===== GIVEN DATA =====
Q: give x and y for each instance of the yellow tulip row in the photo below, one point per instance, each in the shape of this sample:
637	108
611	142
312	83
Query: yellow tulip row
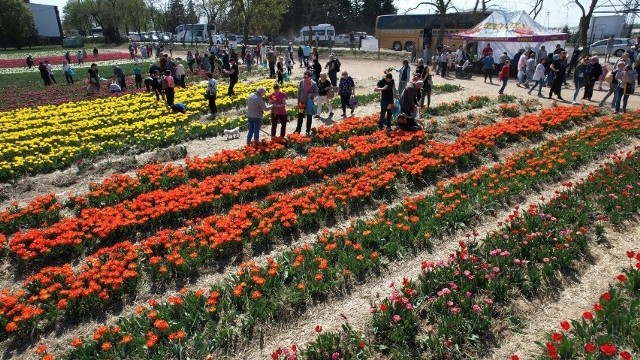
51	137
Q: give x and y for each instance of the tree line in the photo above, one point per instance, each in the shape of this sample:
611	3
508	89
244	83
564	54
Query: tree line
257	17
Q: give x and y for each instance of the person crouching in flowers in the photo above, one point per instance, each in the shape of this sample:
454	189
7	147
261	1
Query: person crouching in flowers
255	107
279	111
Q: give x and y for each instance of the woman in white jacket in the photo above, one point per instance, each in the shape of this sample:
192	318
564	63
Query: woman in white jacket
538	77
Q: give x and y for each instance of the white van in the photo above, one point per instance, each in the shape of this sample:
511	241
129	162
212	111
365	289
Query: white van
320	32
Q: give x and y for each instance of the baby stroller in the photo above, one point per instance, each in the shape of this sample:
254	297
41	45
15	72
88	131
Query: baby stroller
463	70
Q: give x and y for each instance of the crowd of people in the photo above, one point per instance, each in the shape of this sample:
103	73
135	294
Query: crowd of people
321	83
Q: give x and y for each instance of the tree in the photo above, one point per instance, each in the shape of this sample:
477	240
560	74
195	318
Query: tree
371	9
16	24
537	8
585	19
261	16
483	4
442	7
77	15
176	14
191	17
=====
**TASK DETAILS**
Write out all the entries again, requests included, adding 69 to each number in the answer coordinates but leaving the requests and their sample points unchanged. Leave the pictures out.

**EXERCISE RESPONSE**
Q: give x and y for each instance of the yellow tulip row in the photo below, one point per instance, each in the shape of this sample:
637	108
611	142
312	83
Query: yellow tulip row
120	206
Q: give x and y for each instance of the tree line in the photo above, one point per instance, each in the shape of this sample:
611	3
508	89
244	83
564	54
Query: tree line
326	86
Q: give x and y for each instance of the person crouching in flowers in the photo above, one point per instance, each in the shape of this sample:
454	189
7	147
261	1
Query: person crouching in flowers
324	176
348	180
Q: give x and y for each instance of the woman in white jacket in the photo above, one point per instance, each in the shape of this sample:
192	318
564	63
Query: woman in white jacket
607	146
Q: give x and y for each instance of the white van in the photo above, one point per instance, each in the shape of this sample:
511	241
129	162
212	111
365	289
Query: white van
389	101
Q: give x and y for each instance of the baby stroller in the photo above, one point per instance, each in the shape of this sample:
254	297
41	45
15	72
88	131
Query: baby stroller
532	139
Q: give x and y for each instance of the crowd of people in the photo above, one point per instance, each in the shape of this sample:
103	73
135	294
Query: crowd of people
390	152
Q: give x and y for each instance of the tree in the photo above, one point per instance, each in the shape of this sample:
477	240
560	74
195	318
Query: tree
440	78
85	93
606	77
654	88
330	85
552	73
511	76
146	84
245	83
260	86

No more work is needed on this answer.